Directive:
Switch every "Query" in the rows below to "Target" and leave everything else unchanged.

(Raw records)

'''

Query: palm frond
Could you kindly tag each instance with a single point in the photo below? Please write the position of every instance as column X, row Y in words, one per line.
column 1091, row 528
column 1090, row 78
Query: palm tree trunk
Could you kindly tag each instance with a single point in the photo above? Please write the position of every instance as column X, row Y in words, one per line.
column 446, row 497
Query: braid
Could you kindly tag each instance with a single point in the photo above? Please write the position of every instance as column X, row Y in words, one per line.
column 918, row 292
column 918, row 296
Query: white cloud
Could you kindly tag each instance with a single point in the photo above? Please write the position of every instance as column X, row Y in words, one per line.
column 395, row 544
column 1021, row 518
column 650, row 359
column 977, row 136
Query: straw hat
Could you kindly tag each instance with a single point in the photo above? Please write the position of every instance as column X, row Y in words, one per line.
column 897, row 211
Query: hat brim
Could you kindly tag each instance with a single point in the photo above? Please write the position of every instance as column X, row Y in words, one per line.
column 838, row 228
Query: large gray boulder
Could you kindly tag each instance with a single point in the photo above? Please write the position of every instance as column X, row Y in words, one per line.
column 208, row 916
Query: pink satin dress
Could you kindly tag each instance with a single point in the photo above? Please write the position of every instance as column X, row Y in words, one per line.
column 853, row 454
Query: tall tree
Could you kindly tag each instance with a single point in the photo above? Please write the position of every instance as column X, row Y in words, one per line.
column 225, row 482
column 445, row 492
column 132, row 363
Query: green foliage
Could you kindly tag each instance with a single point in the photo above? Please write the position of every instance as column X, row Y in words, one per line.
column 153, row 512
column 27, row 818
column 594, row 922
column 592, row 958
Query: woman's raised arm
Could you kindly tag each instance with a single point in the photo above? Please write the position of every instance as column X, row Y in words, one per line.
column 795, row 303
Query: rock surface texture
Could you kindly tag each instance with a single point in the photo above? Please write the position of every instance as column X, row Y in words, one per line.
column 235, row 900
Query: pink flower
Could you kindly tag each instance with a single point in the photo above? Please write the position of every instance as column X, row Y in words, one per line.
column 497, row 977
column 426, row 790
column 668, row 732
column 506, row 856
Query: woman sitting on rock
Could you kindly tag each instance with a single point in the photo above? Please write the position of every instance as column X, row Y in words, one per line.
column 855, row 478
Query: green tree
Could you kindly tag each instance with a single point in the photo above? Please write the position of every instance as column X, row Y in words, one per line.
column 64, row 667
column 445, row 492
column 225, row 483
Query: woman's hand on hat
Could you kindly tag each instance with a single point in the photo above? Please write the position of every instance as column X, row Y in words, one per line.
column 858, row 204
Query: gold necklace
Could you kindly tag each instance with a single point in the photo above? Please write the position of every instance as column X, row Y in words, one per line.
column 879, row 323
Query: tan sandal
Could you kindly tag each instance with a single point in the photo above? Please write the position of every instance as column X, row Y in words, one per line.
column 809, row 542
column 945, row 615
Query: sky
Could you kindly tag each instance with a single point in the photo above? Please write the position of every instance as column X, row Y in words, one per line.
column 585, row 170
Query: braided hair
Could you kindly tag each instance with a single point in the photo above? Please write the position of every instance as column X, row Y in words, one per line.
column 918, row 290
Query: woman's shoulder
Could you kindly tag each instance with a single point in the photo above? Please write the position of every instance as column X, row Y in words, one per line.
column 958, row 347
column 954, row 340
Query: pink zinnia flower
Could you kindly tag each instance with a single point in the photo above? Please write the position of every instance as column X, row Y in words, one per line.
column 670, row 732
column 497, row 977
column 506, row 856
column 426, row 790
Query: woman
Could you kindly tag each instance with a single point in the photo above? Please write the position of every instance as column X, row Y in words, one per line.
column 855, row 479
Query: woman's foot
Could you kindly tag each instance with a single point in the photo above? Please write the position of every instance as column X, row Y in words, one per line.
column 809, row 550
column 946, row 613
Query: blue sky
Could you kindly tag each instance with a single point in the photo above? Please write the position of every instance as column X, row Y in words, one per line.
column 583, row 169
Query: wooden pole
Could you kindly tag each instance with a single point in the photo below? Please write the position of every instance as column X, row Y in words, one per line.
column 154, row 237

'''

The response:
Target: palm frond
Could you kindly tag each instance with a single point in the photo below? Please write the position of every instance as column X, row Y in words, one per line.
column 1091, row 528
column 1090, row 78
Target: palm tree trunk
Could you kindly tag each instance with a single point in the photo above? Please write the position of every instance as column X, row Y in words, one per line.
column 446, row 497
Target: braid
Could you kindly tag each instance with a single point in the photo above? Please write the position of every instance as column X, row Y in words, one per line.
column 918, row 292
column 918, row 296
Target: white cloud
Could you kindly tag each instance with a single point in the photo above? Please write the position of every instance as column X, row Y in words, one per line.
column 395, row 544
column 1021, row 518
column 650, row 359
column 977, row 136
Target: straw hat
Could you kindly tag each instance with a single point in the photo above? Please write the position of every instance as column X, row Y in words, one per line.
column 897, row 211
Target: hat brim
Could you kindly tag each instance with a single point in the photo above? Please write the position of every instance as column X, row Y in words, one per line.
column 838, row 228
Target: large gray boulder
Could you kindly tag each instance with a single point in the photo above? Please write the position of every instance as column X, row Y in words, one per line.
column 208, row 916
Target: pink satin dress
Could you kindly tag each instance with a single point in the photo above? Please write the position of every instance as column X, row Y in words, one per line.
column 853, row 454
Target: tall tree
Could you kindly tag each instance with a single point in the photo above? Please write the position of every instance as column X, row Y in words, one per line.
column 225, row 482
column 445, row 492
column 132, row 363
Target: green foliage
Could you kindly tag each instance with a single point in the photo above? Please write the position of every instance as column X, row Y in words, one per line.
column 153, row 512
column 27, row 818
column 594, row 922
column 592, row 958
Target: woman's raised arm
Could you kindly tag each instance with a single point in the photo above? Please write the position of every instance as column X, row Y in words, one per line.
column 795, row 303
Target: rock surface texture
Could you kindly tag each instance with a single point in the photo above? Please write the position of every instance as column X, row Y in words, one per line.
column 235, row 900
Target: pink flower
Could you kindly tag each instance with a single point in the photo above? Please write the position of every instance as column X, row Y in words, one per line.
column 497, row 977
column 426, row 790
column 668, row 732
column 506, row 856
Target: woman sitting on rock
Could you kindly tag each instance with a single point in the photo above? Please write the position of every instance as column X, row Y in words, one per line.
column 855, row 478
Target: green tree
Could you kindly tag each instance with a single point in the photo above? Please write the position of every instance as column X, row Y in words, one per line.
column 64, row 667
column 445, row 492
column 225, row 483
Target: woman's hand on hat
Could you kindly tag each instance with a single point in the photo above? Please write the position of every instance as column X, row Y in words, one per line.
column 858, row 204
Target: gold necklace
Could you kindly tag each instance with a single point in the photo above? Please write the position of every instance as column X, row Y in words, one per line.
column 879, row 323
Target: tan sandal
Could you kindly tag each instance with a single point in the photo above? Please write the position of every instance as column X, row Y in words, one per line.
column 809, row 542
column 945, row 615
Target: sky
Could you kindly tag each instance with a single point in the photo above? Please write the position of every instance as column X, row Y in words, one per line.
column 585, row 170
Target: braided hair
Could you kindly tag each instance with a single point in the photo above? Please write the position of every instance as column X, row Y in words, one per line.
column 918, row 290
Target: woman's shoulder
Could you kindly tag each instance with a single point in the photo above? Please write the position of every instance as column X, row Y in words, one per line.
column 958, row 347
column 954, row 340
Target: pink zinnia flower
Could you kindly tag each instance with a single point in the photo above? Please write the position of every instance as column X, row Y in words, one per line.
column 670, row 732
column 497, row 977
column 506, row 856
column 426, row 790
Target: woman
Could you kindly tag each instance with a single point in the photo above? Please write the position of every instance as column X, row Y in words, one per line.
column 855, row 479
Target: woman's foot
Could you kindly tag each instance with a single point in the photo above? Please write the position of every instance as column X, row Y in words, one per line.
column 809, row 550
column 946, row 613
Target: blue sky
Could you kindly tag each instance with a single point in the photo above? Please write the position of every instance as column X, row Y in words, one per line.
column 583, row 169
Target: wooden pole
Could you kindly tag each instance with a single point in the photo below? Please write the position of every instance as column X, row Y in words, one per line.
column 154, row 237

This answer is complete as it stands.